--- Provided material Enclosed Below ---

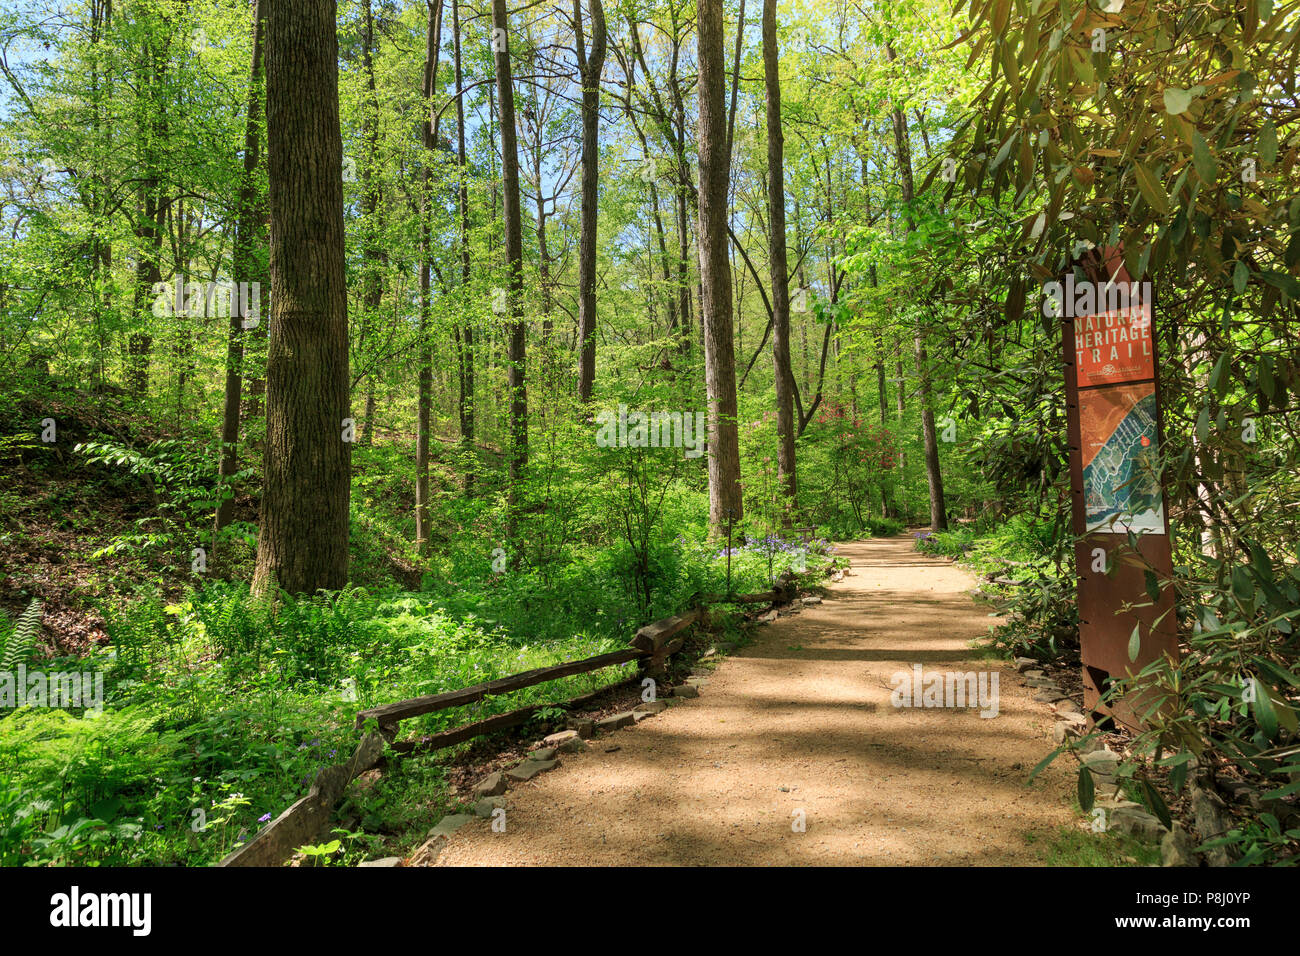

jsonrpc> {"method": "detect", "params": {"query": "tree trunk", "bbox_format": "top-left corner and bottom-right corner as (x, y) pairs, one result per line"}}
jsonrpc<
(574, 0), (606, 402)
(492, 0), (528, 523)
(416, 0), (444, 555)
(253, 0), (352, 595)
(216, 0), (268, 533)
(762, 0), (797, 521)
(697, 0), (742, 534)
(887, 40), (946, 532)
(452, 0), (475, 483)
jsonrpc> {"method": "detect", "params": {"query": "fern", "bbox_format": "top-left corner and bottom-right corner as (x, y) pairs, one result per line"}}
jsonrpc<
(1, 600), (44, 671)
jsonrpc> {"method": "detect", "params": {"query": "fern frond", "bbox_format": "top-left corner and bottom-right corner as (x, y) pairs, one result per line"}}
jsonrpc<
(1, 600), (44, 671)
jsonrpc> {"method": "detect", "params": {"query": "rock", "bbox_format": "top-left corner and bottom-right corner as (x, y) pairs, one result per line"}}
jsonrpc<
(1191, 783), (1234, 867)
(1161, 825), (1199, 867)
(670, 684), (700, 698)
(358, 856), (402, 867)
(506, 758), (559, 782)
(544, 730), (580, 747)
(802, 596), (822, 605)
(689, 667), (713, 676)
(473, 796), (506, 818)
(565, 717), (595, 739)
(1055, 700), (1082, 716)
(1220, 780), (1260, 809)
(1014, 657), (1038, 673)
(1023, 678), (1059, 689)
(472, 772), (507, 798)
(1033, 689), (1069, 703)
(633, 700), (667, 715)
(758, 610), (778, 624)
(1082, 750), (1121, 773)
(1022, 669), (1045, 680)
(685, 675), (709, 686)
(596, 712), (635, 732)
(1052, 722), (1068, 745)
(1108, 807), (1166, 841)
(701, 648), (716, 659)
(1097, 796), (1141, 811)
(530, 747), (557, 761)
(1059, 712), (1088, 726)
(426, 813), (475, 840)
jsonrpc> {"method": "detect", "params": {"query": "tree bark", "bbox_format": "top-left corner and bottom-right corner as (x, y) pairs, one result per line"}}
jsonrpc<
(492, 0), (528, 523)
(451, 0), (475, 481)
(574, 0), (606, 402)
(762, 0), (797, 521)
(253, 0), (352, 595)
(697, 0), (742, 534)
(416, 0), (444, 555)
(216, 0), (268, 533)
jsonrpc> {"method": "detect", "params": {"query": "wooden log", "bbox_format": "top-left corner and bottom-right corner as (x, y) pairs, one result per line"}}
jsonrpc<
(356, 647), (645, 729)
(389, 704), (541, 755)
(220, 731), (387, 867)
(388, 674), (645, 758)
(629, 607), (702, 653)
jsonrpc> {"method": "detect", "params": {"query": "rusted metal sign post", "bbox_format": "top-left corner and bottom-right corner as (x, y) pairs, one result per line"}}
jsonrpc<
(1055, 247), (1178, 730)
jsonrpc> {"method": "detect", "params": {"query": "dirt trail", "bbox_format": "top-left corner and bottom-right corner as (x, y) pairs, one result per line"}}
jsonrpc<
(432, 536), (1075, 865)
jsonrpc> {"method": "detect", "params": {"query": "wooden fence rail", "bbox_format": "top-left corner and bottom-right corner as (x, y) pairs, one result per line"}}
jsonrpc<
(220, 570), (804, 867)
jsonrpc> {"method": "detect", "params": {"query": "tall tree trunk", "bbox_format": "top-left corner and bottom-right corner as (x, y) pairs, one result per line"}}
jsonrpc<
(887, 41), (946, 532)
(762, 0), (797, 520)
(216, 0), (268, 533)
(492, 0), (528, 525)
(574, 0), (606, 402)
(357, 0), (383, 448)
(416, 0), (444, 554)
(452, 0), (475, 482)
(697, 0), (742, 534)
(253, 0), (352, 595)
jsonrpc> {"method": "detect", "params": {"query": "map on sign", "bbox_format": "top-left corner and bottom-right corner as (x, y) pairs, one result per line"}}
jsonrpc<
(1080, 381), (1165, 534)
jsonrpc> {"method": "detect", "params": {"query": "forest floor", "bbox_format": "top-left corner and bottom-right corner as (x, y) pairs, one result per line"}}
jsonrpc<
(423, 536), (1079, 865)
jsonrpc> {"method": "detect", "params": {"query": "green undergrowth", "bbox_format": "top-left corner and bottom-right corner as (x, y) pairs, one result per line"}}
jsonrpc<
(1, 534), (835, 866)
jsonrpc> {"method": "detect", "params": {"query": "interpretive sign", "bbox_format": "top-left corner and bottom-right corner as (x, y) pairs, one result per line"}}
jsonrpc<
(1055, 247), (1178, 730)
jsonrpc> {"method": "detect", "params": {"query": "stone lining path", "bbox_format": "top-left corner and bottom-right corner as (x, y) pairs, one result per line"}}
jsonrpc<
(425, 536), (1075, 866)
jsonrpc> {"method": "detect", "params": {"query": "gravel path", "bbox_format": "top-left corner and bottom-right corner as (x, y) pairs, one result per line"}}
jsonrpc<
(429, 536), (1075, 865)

--- End of Enclosed Provided material ---
--- Provided material Enclosed Below ---

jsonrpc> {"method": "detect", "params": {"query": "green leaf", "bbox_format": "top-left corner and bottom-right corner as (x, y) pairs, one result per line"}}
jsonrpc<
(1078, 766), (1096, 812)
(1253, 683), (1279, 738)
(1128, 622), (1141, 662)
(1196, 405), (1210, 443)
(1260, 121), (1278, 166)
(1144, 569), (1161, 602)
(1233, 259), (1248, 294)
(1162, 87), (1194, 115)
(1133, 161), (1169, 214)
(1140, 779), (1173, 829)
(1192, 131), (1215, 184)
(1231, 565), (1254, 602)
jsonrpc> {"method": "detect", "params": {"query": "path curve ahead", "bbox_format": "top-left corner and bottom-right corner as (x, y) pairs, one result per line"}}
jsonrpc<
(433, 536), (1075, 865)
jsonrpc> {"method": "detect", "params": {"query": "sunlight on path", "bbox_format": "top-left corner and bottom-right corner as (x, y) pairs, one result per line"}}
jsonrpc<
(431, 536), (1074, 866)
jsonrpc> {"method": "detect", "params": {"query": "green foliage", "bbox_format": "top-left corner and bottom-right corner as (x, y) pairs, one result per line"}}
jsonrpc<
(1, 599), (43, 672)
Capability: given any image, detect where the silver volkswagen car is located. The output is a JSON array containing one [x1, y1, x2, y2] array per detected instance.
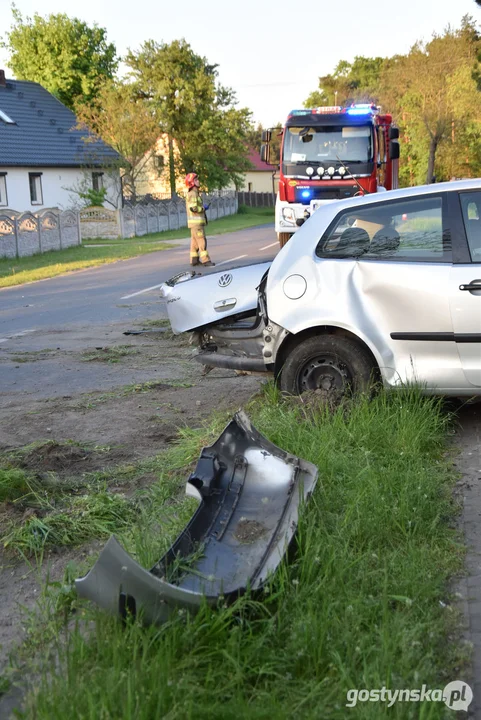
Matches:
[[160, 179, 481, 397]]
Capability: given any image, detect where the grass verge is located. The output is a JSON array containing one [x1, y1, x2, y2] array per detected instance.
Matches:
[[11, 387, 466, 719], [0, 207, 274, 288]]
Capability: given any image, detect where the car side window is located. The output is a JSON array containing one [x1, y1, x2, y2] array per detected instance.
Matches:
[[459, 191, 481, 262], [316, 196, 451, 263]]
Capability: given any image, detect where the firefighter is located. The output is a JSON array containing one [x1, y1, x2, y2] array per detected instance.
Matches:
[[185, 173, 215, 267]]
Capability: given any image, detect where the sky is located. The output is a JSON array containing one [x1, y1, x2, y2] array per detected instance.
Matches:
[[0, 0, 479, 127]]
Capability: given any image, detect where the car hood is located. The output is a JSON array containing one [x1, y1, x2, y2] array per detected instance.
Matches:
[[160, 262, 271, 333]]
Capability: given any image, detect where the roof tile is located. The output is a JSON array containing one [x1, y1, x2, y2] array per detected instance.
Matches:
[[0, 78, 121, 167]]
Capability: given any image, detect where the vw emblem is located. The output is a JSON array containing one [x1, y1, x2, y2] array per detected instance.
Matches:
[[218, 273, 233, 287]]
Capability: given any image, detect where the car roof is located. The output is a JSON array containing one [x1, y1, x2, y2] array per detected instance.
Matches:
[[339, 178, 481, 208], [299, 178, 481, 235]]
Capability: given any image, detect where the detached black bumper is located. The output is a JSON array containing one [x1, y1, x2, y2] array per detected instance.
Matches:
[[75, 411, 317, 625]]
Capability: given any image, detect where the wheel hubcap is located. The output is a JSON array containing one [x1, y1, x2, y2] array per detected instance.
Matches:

--- End of Enclosed Provided material ---
--- Provided material Enclosed Below ---

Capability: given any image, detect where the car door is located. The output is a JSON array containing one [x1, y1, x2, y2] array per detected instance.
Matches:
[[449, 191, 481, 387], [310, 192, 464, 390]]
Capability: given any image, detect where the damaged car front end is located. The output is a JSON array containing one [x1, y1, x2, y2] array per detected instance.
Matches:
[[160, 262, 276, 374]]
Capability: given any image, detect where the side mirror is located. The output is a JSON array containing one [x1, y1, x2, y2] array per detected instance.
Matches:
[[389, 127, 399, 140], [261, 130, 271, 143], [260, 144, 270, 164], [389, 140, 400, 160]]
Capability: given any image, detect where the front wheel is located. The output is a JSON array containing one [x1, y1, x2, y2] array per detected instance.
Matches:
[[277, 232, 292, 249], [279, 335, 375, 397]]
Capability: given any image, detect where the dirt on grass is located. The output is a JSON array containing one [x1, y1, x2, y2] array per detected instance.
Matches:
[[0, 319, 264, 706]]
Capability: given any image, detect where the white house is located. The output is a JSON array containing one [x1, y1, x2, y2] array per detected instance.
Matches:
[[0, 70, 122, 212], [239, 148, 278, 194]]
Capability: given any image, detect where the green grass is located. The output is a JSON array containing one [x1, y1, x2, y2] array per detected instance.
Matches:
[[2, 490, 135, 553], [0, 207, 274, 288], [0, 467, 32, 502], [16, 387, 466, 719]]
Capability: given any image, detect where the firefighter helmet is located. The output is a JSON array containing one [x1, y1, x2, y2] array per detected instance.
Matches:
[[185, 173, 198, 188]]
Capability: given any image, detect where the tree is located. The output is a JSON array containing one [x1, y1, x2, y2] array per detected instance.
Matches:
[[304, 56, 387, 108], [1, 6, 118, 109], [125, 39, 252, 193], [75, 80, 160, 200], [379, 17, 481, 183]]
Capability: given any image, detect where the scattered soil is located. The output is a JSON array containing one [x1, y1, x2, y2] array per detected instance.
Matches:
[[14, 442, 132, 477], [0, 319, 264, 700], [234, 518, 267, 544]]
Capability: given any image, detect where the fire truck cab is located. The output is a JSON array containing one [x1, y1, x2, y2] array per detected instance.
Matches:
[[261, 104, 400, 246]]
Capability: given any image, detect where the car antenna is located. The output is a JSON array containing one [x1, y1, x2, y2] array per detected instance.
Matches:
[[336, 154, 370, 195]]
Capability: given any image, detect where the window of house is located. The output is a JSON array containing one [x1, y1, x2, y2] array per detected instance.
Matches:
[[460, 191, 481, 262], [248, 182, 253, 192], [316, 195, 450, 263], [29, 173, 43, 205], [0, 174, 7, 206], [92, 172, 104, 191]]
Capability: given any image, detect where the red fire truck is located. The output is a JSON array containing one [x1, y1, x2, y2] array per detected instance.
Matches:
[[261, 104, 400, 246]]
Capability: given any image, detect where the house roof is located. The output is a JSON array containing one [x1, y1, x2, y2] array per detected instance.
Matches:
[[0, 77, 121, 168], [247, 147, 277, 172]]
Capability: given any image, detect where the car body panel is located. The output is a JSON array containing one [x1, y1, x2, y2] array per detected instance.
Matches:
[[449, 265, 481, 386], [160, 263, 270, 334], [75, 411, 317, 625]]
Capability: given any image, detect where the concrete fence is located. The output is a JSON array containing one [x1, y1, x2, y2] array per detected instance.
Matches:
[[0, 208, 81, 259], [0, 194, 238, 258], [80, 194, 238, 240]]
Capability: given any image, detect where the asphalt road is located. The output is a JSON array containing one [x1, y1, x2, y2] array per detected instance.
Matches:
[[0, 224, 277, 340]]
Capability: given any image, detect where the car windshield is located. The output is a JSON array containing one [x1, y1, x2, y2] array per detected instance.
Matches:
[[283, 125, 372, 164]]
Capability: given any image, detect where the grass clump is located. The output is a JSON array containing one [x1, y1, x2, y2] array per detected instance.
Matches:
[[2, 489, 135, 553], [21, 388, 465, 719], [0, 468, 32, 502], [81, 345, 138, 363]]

--- End of Enclosed Provided material ---

▸ Exercise directions
Copy each line above holding "side".

▸ Answer box
Capability: given any image, detect where the car side window is located. The output is a JSON array containing one [x1, y1, x2, y2] array per detected instance.
Capability: given any image, detect where the side mirror is located. The output is a JSON array containing one [x1, y1, x2, y2] array per detected instance.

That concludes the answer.